SET PROBLEM — Identify each line of the data below that contains the string "waterfront", and copy those lines in full.

PROVIDED ENTRIES —

══════════════════════════════

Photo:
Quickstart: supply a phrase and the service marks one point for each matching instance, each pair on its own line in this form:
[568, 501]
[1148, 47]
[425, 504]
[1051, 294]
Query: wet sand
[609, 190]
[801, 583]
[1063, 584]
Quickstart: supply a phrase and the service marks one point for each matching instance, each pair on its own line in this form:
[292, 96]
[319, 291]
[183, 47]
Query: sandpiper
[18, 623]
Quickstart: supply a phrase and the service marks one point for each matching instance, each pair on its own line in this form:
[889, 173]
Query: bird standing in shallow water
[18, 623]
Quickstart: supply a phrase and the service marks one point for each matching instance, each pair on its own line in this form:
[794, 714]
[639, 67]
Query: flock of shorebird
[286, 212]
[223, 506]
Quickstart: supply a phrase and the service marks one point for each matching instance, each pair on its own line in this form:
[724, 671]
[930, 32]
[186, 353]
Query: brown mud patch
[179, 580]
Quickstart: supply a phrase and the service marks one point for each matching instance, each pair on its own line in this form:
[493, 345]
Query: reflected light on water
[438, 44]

══════════════════════════════

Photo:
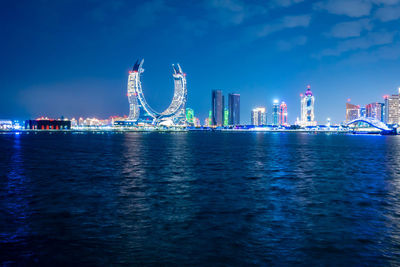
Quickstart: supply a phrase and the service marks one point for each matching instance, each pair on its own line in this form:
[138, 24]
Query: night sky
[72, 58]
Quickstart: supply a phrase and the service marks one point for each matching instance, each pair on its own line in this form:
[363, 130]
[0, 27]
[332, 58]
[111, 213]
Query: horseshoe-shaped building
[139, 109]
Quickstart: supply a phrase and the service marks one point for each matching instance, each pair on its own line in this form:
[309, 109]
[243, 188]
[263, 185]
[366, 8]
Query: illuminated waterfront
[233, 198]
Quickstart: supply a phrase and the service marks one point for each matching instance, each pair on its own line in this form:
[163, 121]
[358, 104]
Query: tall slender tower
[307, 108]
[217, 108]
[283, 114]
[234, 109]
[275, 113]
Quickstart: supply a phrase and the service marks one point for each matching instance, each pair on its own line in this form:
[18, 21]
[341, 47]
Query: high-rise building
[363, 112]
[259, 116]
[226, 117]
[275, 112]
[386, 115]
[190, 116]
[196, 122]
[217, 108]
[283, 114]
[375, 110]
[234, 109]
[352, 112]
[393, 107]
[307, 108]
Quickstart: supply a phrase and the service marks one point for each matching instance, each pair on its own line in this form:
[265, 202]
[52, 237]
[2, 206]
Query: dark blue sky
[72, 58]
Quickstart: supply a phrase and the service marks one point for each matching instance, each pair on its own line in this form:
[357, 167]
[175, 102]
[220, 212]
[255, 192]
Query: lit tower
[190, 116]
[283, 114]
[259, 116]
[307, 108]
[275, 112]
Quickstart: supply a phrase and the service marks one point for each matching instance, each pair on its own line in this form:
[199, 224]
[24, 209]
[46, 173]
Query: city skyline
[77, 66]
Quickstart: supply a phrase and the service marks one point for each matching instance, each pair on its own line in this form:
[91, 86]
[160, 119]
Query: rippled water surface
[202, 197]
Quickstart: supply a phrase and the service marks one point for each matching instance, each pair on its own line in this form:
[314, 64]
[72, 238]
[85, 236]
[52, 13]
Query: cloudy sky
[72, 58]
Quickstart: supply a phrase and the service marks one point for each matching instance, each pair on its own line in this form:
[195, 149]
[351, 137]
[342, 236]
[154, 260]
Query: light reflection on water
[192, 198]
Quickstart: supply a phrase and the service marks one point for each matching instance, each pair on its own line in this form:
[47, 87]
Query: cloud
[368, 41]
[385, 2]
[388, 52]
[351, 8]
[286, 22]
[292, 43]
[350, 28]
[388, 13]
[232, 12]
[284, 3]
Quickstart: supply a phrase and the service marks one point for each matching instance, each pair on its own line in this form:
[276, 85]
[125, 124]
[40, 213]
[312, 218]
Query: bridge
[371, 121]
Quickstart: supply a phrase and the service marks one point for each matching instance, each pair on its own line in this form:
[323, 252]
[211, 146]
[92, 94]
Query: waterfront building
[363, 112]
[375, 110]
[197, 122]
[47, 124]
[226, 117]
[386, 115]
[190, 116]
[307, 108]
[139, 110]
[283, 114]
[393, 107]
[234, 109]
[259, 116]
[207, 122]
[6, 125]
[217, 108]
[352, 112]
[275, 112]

══════════════════════════════

WRITTEN SOLUTION —
Query: illuminated waterfront
Query: waterfront building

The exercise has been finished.